» WHAT YOU HAVE TO DO
Each line from the one with "Indicate the white shirt" through the last line of the records must be output exactly, both ends included.

» INPUT
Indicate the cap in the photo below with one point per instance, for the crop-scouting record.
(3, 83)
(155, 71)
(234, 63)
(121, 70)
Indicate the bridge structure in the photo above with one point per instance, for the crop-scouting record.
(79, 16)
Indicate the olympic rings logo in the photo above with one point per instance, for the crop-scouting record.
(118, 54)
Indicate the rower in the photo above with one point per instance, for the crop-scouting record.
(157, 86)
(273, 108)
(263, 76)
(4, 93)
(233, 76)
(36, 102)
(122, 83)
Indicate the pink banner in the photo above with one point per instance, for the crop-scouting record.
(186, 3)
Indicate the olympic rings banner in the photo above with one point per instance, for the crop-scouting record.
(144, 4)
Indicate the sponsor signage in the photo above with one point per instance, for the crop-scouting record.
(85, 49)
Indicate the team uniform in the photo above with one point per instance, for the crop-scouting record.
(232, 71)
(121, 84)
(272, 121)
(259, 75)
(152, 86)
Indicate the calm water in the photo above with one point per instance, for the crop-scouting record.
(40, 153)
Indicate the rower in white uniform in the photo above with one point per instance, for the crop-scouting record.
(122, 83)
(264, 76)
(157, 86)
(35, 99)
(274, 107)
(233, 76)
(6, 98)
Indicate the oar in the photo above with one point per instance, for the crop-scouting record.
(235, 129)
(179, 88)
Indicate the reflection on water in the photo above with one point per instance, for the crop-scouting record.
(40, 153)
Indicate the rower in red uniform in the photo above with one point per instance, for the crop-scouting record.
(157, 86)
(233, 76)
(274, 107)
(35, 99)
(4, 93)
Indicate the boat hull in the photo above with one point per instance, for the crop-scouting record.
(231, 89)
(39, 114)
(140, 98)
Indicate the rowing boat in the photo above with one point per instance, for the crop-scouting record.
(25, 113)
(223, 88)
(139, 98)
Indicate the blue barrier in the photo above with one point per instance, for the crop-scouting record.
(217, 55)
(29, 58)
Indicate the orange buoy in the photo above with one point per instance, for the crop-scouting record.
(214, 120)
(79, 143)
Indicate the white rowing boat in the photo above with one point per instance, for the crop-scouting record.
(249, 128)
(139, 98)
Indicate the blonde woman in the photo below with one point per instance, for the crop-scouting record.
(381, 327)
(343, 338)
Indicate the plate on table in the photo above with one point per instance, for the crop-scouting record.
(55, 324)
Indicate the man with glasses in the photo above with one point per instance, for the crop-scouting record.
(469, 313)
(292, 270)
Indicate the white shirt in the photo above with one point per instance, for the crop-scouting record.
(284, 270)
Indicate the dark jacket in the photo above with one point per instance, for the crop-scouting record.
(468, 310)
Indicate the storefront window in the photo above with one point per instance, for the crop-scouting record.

» RESULT FOR THIS EXERCISE
Indicate the white shirt in the photo above with one point per instance, for the crop-scouting record.
(284, 270)
Indicate the dark jacket in the photo above with one point per instance, for the crop-scouting record.
(468, 310)
Indicate the storefront window in the photo above with one point per instance, for the crop-scouting record.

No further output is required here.